> _REQUIRED WORK_
Please copy out all of the lines below, replacing each "put a dot on" with "place a marker on" and keeping everything else the same.

> _STORED DATA_
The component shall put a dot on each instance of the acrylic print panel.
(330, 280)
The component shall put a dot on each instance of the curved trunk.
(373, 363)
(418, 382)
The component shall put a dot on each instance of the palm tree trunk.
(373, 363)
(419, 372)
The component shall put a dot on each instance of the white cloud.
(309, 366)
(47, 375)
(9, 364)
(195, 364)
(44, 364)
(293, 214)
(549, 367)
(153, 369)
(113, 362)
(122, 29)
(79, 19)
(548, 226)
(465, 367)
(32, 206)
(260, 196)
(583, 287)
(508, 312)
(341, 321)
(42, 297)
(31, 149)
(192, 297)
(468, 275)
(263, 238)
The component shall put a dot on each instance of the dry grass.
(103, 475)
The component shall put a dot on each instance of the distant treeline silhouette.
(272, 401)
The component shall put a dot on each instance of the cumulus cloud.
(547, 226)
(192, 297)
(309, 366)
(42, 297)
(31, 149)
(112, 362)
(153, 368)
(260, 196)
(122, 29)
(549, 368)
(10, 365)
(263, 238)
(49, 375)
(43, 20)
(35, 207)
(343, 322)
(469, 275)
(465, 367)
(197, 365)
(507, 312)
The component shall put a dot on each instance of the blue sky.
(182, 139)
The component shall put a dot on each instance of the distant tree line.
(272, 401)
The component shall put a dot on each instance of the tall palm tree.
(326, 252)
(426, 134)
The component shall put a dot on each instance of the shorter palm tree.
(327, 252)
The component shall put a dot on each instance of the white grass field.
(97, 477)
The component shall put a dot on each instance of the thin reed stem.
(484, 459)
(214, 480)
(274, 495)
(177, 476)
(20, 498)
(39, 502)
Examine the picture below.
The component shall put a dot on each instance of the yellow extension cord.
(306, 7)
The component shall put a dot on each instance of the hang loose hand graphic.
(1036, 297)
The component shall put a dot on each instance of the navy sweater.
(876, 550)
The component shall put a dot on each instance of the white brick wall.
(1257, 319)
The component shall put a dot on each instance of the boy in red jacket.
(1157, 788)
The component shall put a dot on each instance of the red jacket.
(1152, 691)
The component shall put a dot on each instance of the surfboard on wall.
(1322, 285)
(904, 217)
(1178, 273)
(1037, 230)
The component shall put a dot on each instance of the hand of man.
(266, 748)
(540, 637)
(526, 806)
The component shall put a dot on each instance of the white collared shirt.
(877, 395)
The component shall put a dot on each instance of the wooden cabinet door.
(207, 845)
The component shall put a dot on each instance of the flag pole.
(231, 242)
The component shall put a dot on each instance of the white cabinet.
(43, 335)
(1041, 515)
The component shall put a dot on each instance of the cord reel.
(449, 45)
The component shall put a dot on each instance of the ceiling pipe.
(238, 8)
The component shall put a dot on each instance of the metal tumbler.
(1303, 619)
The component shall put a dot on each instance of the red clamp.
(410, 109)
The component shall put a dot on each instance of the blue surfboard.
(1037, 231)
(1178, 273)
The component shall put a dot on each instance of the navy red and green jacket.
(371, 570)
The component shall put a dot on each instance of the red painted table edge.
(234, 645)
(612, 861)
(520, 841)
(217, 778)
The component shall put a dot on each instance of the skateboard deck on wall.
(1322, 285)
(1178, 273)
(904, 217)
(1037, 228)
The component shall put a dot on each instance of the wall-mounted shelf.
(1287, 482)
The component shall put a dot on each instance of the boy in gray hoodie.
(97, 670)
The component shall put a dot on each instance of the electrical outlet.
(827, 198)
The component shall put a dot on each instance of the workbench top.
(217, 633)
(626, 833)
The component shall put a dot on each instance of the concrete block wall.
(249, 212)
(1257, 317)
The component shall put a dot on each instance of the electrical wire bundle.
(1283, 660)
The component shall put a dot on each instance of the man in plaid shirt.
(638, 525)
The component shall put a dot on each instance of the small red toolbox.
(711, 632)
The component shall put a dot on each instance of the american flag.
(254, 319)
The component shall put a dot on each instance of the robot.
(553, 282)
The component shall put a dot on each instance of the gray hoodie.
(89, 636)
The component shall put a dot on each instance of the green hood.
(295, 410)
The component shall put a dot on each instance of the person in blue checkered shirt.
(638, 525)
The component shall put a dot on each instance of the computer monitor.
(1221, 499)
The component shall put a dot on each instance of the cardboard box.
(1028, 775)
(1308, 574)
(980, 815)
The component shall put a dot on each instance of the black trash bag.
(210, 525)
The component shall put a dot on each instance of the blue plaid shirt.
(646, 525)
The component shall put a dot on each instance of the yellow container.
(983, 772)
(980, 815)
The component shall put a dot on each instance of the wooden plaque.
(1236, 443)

> _TASK RESULT_
The component shall place a marker on each instance of the acrylic print panel.
(330, 280)
The component shall place a marker on each instance of the curved trunk.
(373, 363)
(418, 382)
The component shall place a marker on each instance of the palm tree trunk.
(373, 363)
(419, 372)
The component shall place a marker on each instance of the white cloud.
(309, 366)
(47, 375)
(9, 364)
(195, 364)
(44, 364)
(293, 214)
(549, 367)
(153, 369)
(113, 362)
(122, 29)
(79, 19)
(548, 226)
(465, 367)
(32, 206)
(260, 196)
(583, 287)
(508, 312)
(341, 321)
(42, 297)
(31, 149)
(192, 297)
(468, 275)
(263, 238)
The component shall place a marker on each instance of the dry grass.
(103, 475)
The component shall place a marker on each instance of the distant treeline silhouette.
(272, 401)
The component shall place a marker on each instance of the cumulus cloud.
(547, 226)
(192, 297)
(309, 366)
(42, 297)
(31, 149)
(112, 362)
(153, 368)
(260, 196)
(122, 29)
(549, 368)
(10, 365)
(263, 238)
(49, 375)
(43, 20)
(35, 207)
(343, 322)
(469, 275)
(465, 367)
(197, 365)
(507, 312)
The component shall place a marker on each instance of the blue sky.
(182, 139)
The component shall place a marker on each instance of the distant tree line.
(272, 401)
The component shall place a marker on each instance of the tall palm tree.
(326, 252)
(426, 134)
The component shall place a marker on each instance of the shorter palm tree.
(327, 252)
The component shall place a marker on each instance of the white grass field.
(97, 477)
The component shall place a marker on each instance of the thin reed stem.
(484, 459)
(214, 480)
(274, 495)
(177, 476)
(20, 498)
(39, 502)
Examine the picture below.
The component shall place a marker on each instance of the yellow extension cord.
(306, 7)
The component shall place a marker on each instance of the hang loose hand graphic.
(1036, 297)
The component shall place a marker on each instance of the navy sweater.
(876, 550)
The component shall place a marker on each instance of the white brick wall.
(1257, 319)
The component shall place a marker on each instance of the boy in red jacket.
(1157, 788)
The component shall place a marker on each instance of the red jacket.
(1152, 691)
The component shall place a marker on each instance of the surfboard on wall.
(1322, 285)
(904, 217)
(1178, 273)
(1037, 230)
The component shall place a marker on each instance of the hand of man.
(266, 748)
(540, 637)
(526, 806)
The component shall place a marker on each instance of the white collared shirt.
(877, 395)
The component shall place a marker on each instance of the wooden cabinet door.
(207, 845)
The component shall place a marker on each instance of the flag pole.
(231, 242)
The component shall place a marker on each instance of the white cabinet.
(43, 335)
(1041, 515)
The component shall place a marker on each instance of the cord reel.
(449, 45)
The component shall place a marker on each instance of the ceiling pipe.
(238, 8)
The component shall place a marker on each instance of the metal tumbler.
(1303, 619)
The component shall place a marker on each instance of the red clamp.
(410, 109)
The component shall place a marker on each instance of the blue surfboard.
(1037, 231)
(1178, 273)
The component shall place a marker on each instance of the navy red and green jacket.
(371, 570)
The component shall place a marker on each instance of the red painted table edge.
(234, 645)
(612, 861)
(520, 841)
(217, 778)
The component shall place a marker on each instance of the skateboard deck on wall.
(1322, 285)
(1178, 273)
(904, 217)
(1037, 228)
The component shall place a marker on each instance of the wall-mounted shelf.
(1287, 482)
The component shall place a marker on each instance of the boy in gray hoodie.
(97, 670)
The component shall place a marker on each instance of the electrical outlet.
(827, 198)
The component shall place a marker on each instance of the workbench top.
(217, 633)
(626, 833)
The component shall place a marker on each instance of the concrete block wall.
(249, 212)
(1257, 317)
The component shall place a marker on each instance of the electrical wire bundle.
(1283, 660)
The component shall place a marker on each instance of the man in plaid shirt.
(638, 525)
The component shall place a marker on each instance of the small red toolbox.
(711, 632)
The component shall place a marker on each instance of the american flag.
(254, 319)
The component shall place a marker on each instance of the robot.
(553, 282)
The component shall place a marker on each instance of the gray hoodie.
(89, 636)
The component shall place a marker on each instance of the green hood.
(295, 410)
The component shall place a marker on each instance of the person in blue checkered shirt.
(638, 525)
The component shall place a marker on each instance of the computer monitor.
(1221, 499)
The component shall place a marker on each instance of the cardboard box.
(1028, 775)
(1308, 574)
(980, 815)
The component shall place a marker on each instance of the black trash bag.
(210, 525)
The component shall place a marker on each instance of the blue plaid shirt.
(646, 525)
The component shall place a marker on each instance of the yellow container.
(983, 772)
(980, 815)
The component shall place a marker on each instance of the wooden plaque.
(1236, 443)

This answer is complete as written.